= Task details =
Rewrite every item below as a numbered list, leaving out any blank lines.
### Input records
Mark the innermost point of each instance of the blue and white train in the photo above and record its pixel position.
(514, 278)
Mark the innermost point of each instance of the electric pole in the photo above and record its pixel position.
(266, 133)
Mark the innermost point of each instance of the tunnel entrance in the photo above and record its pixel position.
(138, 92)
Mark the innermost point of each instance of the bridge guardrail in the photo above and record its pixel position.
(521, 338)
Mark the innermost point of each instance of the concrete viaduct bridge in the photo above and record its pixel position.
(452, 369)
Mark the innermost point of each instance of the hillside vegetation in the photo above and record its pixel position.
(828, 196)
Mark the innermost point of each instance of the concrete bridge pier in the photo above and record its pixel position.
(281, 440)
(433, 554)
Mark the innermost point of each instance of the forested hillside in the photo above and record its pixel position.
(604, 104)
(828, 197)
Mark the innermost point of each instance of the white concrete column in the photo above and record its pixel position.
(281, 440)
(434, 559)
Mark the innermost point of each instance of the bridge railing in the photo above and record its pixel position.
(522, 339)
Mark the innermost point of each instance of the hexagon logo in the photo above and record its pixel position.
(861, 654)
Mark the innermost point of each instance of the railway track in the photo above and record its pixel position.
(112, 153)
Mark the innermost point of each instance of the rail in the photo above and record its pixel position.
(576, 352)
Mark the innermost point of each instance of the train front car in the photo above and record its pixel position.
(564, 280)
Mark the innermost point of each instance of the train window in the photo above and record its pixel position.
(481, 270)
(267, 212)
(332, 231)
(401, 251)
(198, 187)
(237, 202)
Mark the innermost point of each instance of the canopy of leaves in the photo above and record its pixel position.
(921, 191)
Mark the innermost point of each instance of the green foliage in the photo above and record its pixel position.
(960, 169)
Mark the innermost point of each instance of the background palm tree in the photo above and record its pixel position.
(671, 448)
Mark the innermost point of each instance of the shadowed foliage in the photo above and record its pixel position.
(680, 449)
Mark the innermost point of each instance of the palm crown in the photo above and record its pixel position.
######
= Response =
1. Mark the innermost point of each instance of the blue and white train in the photo above and record its pixel position.
2. (514, 278)
3. Mark the innermost point of each instance of the electric pole in the photo above and record its pixel position.
4. (266, 133)
5. Mark the innermost point of each instance of the tunnel entrance in the photo above and record its pixel position.
6. (138, 92)
7. Mark the innermost point of each instance of the bridge guardrail in the photo above and record its pixel position.
8. (521, 338)
9. Mark the innermost point of each instance of the concrete viaduct bridge in the photo above and record its pixel position.
10. (452, 369)
11. Mark the innermost point of each instance of the hillside vegetation in the photo above and record its pixel position.
12. (828, 196)
13. Mark the innermost point of each instance of the concrete bridge pier in the photo above and record its pixel position.
14. (281, 440)
15. (433, 554)
16. Mark the innermost point of each instance of the forested hillside in the photo above and record its pixel position.
17. (604, 104)
18. (828, 197)
19. Mark the innermost point of each instance of the white concrete column in the photo above and record its pixel position.
20. (281, 440)
21. (434, 559)
22. Mark the innermost point of each instance of the bridge railing in the photo above and record its pixel position.
23. (522, 339)
24. Mark the innermost point of each instance of the hexagon logo in the photo above and record its pixel position.
25. (861, 654)
26. Mark the innermost point of each instance of the railway track in the photo above and record its pixel position.
27. (112, 153)
28. Mark the innermost point of each instance of the rail in the photo above and record its pixel position.
29. (576, 352)
30. Mark the innermost point of each instance of the train front car in the photo above and record its pixel position.
31. (564, 280)
32. Mark the innermost point of each instance of the train window in the photo above and record its pixel position.
33. (481, 270)
34. (267, 212)
35. (332, 231)
36. (401, 251)
37. (198, 187)
38. (237, 202)
39. Mark the innermost point of each instance of the canopy of leaves in the photo above and record its pixel position.
40. (921, 191)
41. Mark the innermost point of each instance of the green foliage in the photo above and record its pixel position.
42. (960, 169)
43. Mark the innermost point of each instance of the background palm tree in the photo above and record its pixel position.
44. (671, 448)
45. Mark the innermost point of each instance of the shadowed foliage in the photo above and record its pixel position.
46. (680, 449)
47. Mark the innermost point of each instance of the palm crown in the photo above and record its pixel position.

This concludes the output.